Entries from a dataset
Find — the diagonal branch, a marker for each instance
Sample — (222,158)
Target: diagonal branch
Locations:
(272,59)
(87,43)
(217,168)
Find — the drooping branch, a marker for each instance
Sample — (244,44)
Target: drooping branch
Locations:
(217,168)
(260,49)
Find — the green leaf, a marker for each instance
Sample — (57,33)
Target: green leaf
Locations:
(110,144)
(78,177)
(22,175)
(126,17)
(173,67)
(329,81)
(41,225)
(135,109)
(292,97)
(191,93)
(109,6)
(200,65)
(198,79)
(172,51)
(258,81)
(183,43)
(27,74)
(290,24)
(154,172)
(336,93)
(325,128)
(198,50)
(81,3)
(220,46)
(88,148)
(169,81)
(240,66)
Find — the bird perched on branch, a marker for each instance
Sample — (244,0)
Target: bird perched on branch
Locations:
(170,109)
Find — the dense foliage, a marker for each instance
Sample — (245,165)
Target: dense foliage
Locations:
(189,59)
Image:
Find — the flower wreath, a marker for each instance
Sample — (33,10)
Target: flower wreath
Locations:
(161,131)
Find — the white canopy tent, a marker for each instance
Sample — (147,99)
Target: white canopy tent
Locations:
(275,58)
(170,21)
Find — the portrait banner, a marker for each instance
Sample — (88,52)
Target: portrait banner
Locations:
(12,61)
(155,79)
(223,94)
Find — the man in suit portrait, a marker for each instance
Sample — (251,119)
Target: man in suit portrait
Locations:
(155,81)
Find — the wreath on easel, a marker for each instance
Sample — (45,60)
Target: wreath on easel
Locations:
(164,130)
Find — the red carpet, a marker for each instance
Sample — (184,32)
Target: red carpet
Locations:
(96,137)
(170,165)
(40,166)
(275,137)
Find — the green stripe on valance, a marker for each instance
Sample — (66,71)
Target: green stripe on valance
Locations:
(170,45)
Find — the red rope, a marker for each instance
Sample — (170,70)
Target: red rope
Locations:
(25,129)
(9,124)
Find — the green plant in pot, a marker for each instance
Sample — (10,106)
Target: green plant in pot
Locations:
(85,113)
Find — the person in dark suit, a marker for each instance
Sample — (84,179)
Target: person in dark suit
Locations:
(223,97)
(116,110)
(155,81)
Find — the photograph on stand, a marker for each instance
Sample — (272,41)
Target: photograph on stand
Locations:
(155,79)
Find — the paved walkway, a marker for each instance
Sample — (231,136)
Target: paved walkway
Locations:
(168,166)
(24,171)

# [TASK DETAILS]
Write the data out again in full and exactly.

# [EXERCISE SOLUTION]
Find — the diagonal branch, a marker for each instance
Sample — (222,158)
Target: diagonal branch
Locations:
(272,59)
(87,43)
(217,168)
Find — the drooping branch, a marker for each instance
Sample — (244,44)
Target: drooping branch
Locations:
(217,168)
(260,49)
Find — the green leaf, a marker for each instance
Sample — (57,33)
Target: green leaf
Locations:
(110,144)
(78,177)
(22,175)
(126,17)
(173,67)
(329,81)
(41,225)
(135,109)
(292,97)
(191,93)
(109,6)
(200,65)
(198,79)
(172,51)
(258,81)
(183,43)
(27,74)
(290,24)
(154,172)
(336,93)
(325,128)
(198,50)
(81,3)
(220,46)
(88,148)
(169,81)
(240,66)
Find — the bird perched on branch, a marker for each instance
Sample — (244,0)
Target: bird perched on branch
Locations:
(170,109)
Find — the dense foliage, a marker for each instance
Sample — (245,165)
Target: dense foliage
Locations:
(189,59)
Image:
Find — the flower wreath, a marker for each instance
Sample — (33,10)
Target: flower wreath
Locations:
(161,131)
Find — the white canopy tent, a marker for each instance
Sample — (147,99)
Target: white canopy tent
Locations:
(275,58)
(170,21)
Find — the portrait banner, a marker for each instance
Sample — (88,52)
Target: portrait banner
Locations:
(12,61)
(155,79)
(223,94)
Find — the man in suit portrait, a marker for each instance
Sample — (251,119)
Target: man in suit portrait
Locations:
(155,81)
Find — the wreath on easel, a marker for each instance
Sample — (45,60)
Target: wreath on easel
Locations:
(164,130)
Find — the red carpet, a marker for each instance
Sample — (184,32)
Target: red carpet
Locations:
(96,137)
(170,165)
(40,166)
(275,137)
Find — the green stripe on valance, a marker for each instance
Sample — (66,71)
Target: green stripe on valance
Locations:
(170,45)
Find — the red rope, a marker for each instance
Sample — (170,70)
Target: red rope
Locations:
(25,129)
(9,124)
Find — the green plant in pot, a marker for each instance
Sample — (10,106)
Target: green plant in pot
Locations:
(85,113)
Find — the person in dark suit, a marker for each instance
Sample — (84,179)
Target: person in dark suit
Locations:
(223,97)
(116,110)
(155,81)
Find — the photograph on stand, a marker for each instance
Sample — (272,41)
Target: photograph on stand
Locations:
(155,79)
Find — the paved walkway, a marker for each instance
Sample — (231,136)
Target: paved walkway
Locations:
(168,166)
(24,171)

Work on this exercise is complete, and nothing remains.